** START DATA RECORDS **

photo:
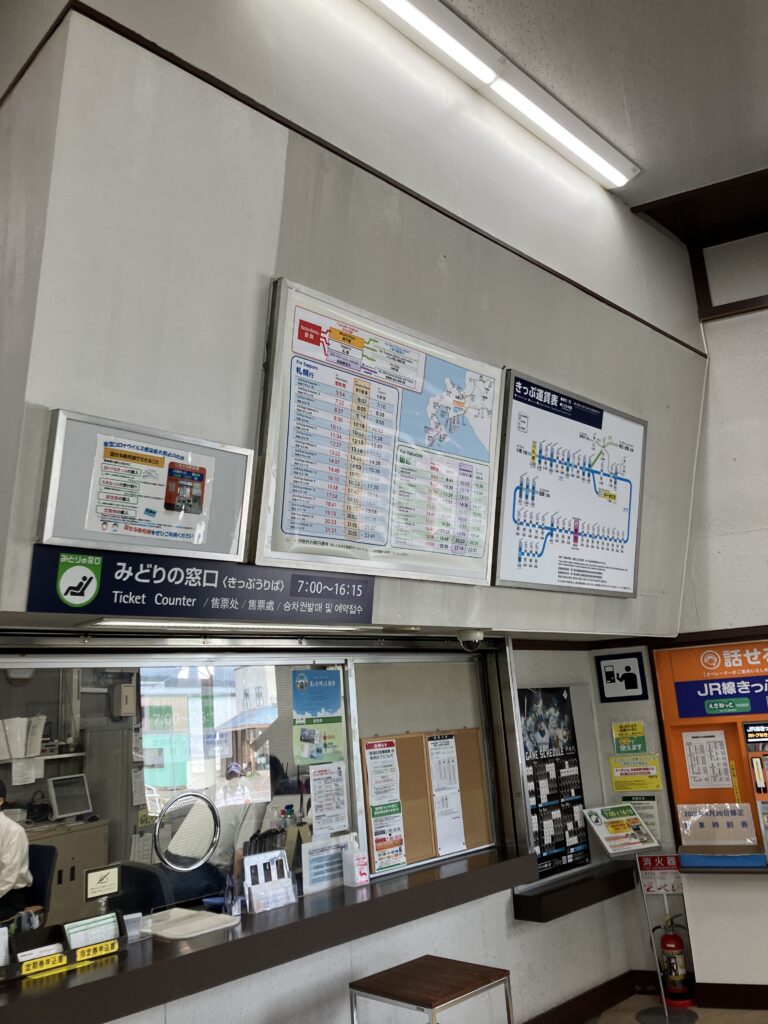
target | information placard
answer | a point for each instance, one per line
(128, 487)
(572, 487)
(381, 448)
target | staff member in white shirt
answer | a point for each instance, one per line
(14, 863)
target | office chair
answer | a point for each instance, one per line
(42, 863)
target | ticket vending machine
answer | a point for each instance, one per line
(715, 710)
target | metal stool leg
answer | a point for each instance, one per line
(508, 1000)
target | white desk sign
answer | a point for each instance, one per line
(120, 486)
(101, 882)
(572, 488)
(381, 450)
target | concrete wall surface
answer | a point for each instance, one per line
(175, 195)
(728, 557)
(337, 70)
(28, 133)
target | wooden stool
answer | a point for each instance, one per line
(430, 984)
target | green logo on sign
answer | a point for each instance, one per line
(78, 579)
(615, 812)
(728, 706)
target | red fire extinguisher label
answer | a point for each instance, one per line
(674, 968)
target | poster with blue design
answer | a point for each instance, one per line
(382, 446)
(572, 493)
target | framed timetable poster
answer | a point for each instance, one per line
(381, 450)
(129, 487)
(572, 491)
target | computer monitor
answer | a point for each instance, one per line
(69, 796)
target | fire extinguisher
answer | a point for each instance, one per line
(677, 988)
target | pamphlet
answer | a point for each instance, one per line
(329, 790)
(620, 828)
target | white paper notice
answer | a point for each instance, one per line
(23, 771)
(383, 773)
(707, 758)
(156, 493)
(443, 769)
(328, 785)
(384, 801)
(137, 785)
(647, 811)
(141, 849)
(35, 735)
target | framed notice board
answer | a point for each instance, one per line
(426, 797)
(382, 448)
(128, 487)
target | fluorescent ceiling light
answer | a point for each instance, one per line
(442, 34)
(548, 124)
(441, 39)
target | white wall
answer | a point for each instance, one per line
(385, 252)
(728, 557)
(337, 70)
(160, 248)
(28, 131)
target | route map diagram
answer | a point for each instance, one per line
(458, 415)
(571, 493)
(387, 449)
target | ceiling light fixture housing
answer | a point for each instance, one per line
(445, 37)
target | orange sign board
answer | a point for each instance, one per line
(709, 694)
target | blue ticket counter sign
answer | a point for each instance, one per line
(123, 584)
(702, 697)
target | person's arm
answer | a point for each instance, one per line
(14, 861)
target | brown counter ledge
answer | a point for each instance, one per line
(566, 894)
(153, 973)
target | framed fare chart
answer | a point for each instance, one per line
(572, 488)
(381, 448)
(124, 486)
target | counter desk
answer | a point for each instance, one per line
(152, 972)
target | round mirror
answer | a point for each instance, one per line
(186, 832)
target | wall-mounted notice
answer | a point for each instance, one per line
(382, 448)
(117, 485)
(572, 478)
(660, 873)
(707, 760)
(446, 799)
(635, 772)
(553, 779)
(716, 824)
(629, 737)
(384, 801)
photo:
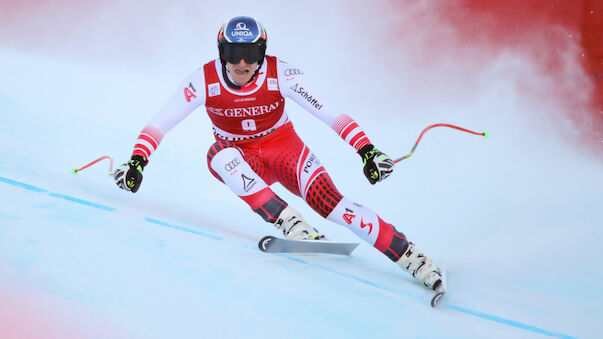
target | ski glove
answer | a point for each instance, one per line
(129, 175)
(377, 165)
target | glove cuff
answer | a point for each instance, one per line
(138, 162)
(365, 149)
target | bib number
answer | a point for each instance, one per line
(248, 125)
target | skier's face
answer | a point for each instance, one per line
(242, 72)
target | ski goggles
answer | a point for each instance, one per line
(233, 53)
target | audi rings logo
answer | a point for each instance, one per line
(293, 71)
(231, 165)
(241, 26)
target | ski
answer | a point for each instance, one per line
(441, 290)
(270, 244)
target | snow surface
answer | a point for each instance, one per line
(516, 216)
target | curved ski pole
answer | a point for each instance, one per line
(76, 170)
(485, 134)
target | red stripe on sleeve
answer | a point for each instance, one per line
(139, 148)
(151, 141)
(362, 143)
(386, 234)
(356, 138)
(348, 130)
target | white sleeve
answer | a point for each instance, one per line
(189, 96)
(293, 84)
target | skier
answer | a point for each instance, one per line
(256, 145)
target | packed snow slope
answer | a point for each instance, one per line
(516, 217)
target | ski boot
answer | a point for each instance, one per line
(420, 267)
(294, 227)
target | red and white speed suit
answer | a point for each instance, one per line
(256, 145)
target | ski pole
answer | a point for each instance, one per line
(485, 134)
(76, 170)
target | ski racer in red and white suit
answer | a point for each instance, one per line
(256, 146)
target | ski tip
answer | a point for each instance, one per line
(264, 243)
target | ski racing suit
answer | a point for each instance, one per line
(256, 145)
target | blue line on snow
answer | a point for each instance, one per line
(453, 307)
(364, 281)
(56, 195)
(22, 185)
(180, 228)
(508, 322)
(83, 202)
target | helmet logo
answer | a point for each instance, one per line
(241, 30)
(241, 26)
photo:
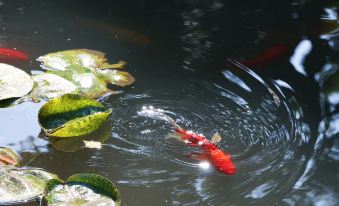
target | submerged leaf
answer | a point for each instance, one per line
(72, 115)
(87, 69)
(13, 82)
(48, 86)
(74, 144)
(82, 189)
(9, 157)
(21, 185)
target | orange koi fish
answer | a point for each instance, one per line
(7, 54)
(220, 160)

** END DATA RECORDS **

### GOAL
Transcribe all of the data above line for line, without any alteration. Omit the pictures from your transcription.

### CORRECT OUTPUT
photo:
target | information placard
answer | a point for each instance, one per line
(128, 487)
(572, 487)
(381, 448)
target | staff member in white shirt
answer | a point for each instance, one per line
(14, 863)
target | office chair
answer | a point for each instance, one per line
(42, 863)
target | ticket vending machine
answer | a point for each instance, one per line
(715, 710)
target | metal stool leg
answer | a point for each instance, one per line
(508, 1000)
target | white desk sign
answer | a point for each instance, one per line
(120, 486)
(101, 882)
(572, 488)
(381, 450)
target | concrete wall surface
answer | a point for each instance, one per line
(175, 195)
(728, 557)
(337, 70)
(28, 133)
target | wooden stool
answer | a point for each instance, one per line
(430, 984)
target | green logo on sign
answer | a point for each instance, one per line
(78, 579)
(615, 812)
(728, 706)
target | red fire extinguisher label
answer | a point for each instance, one per line
(674, 968)
target | poster with blue design
answer | a point for each instance, one per line
(382, 446)
(572, 493)
target | framed timetable poster
answer | a point for each instance, one per line
(381, 450)
(129, 487)
(572, 491)
target | computer monitor
answer | a point for each instance, one per line
(69, 796)
target | fire extinguisher
answer | a point for each instance, one per line
(677, 988)
target | pamphlet
answer | a point for each instance, one per line
(329, 790)
(620, 828)
target | white paper notice
answer | a point for each instance, one per line
(23, 771)
(383, 773)
(707, 758)
(156, 493)
(443, 769)
(328, 785)
(384, 801)
(137, 785)
(647, 811)
(141, 849)
(35, 735)
target | framed notice board
answer | a point for each instance, one per line
(426, 797)
(382, 448)
(128, 487)
target | fluorescent ceiling light
answer | a point for each instance, one per line
(442, 34)
(548, 124)
(441, 39)
target | white wall
answer | a point for each instance, one per line
(385, 252)
(728, 557)
(337, 70)
(160, 248)
(28, 131)
target | route map diagram
answer | a point for each instance, one per line
(458, 415)
(571, 493)
(387, 449)
target | ceiling light fixture housing
answer | a point for each instance, one per line
(445, 37)
target | orange sign board
answer | a point for each instance, one per line
(709, 694)
target | blue ticket counter sign
answer | a point for each instance, one per line
(123, 584)
(702, 697)
target | person's arm
answer | a point for each instance, one per line
(14, 861)
target | brown counter ledge
answer | a point for each instance, one per line
(566, 894)
(153, 973)
target | framed fare chart
answer | a point for each instance, one per line
(572, 488)
(381, 448)
(124, 486)
target | counter desk
answer | a point for each instance, one per line
(152, 972)
target | round mirror
answer | a point for each instance, one per line
(186, 832)
target | wall-mounted notice
answer | a point for each instance, one per line
(382, 448)
(117, 485)
(572, 478)
(660, 873)
(707, 760)
(446, 799)
(635, 772)
(553, 779)
(716, 824)
(629, 737)
(384, 801)
photo:
target | ski glove
answer | a point for each instance, one per line
(129, 175)
(377, 165)
target | glove cuff
answer | a point for each instance, one per line
(138, 162)
(365, 149)
target | bib number
answer | a point for each instance, one per line
(248, 125)
target | skier's face
answer | a point for each instance, one per line
(242, 72)
target | ski goggles
answer | a point for each instance, one per line
(233, 53)
target | audi rings logo
answer | a point for each instance, one per line
(293, 71)
(231, 165)
(241, 26)
target | ski
answer | a point for each instance, one per line
(441, 290)
(270, 244)
target | snow surface
answer | a point for each instance, one per line
(516, 216)
target | curved ski pole
answer | a point for each instance, one per line
(76, 170)
(485, 134)
target | red stripe on sleeve
answer | a point for each instance, one per line
(139, 148)
(151, 141)
(362, 143)
(386, 234)
(356, 138)
(348, 130)
target | white sleeve
answer | a point for each instance, one per line
(189, 96)
(293, 84)
target | skier
answer | a point for each instance, one per line
(256, 145)
target | packed snow slope
answer | a point for each instance, one per line
(516, 217)
target | ski boot
answer | a point for each instance, one per line
(420, 267)
(294, 227)
target | red and white speed suit
answer | a point for each instance, one per line
(256, 145)
target | ski pole
answer | a point for each instance, one per line
(485, 134)
(76, 170)
target | ski racer in red and white suit
answer | a point for each instance, one per line
(256, 146)
target | ski tip
answer | a point for each instance, one per line
(264, 243)
target | ski racing suit
answer | a point for each instance, one per line
(256, 145)
target | blue line on snow
answer | a point for each instance, one per line
(453, 307)
(364, 281)
(56, 195)
(22, 185)
(180, 228)
(508, 322)
(83, 202)
target | helmet logo
answer | a point for each instance, one per line
(241, 30)
(241, 26)
photo:
target | submerged leaf
answer | a point for each instance, one per line
(72, 115)
(87, 69)
(13, 82)
(48, 86)
(74, 144)
(82, 189)
(9, 157)
(21, 185)
target | orange koi fish
answer | a point for each instance, one per line
(7, 54)
(220, 160)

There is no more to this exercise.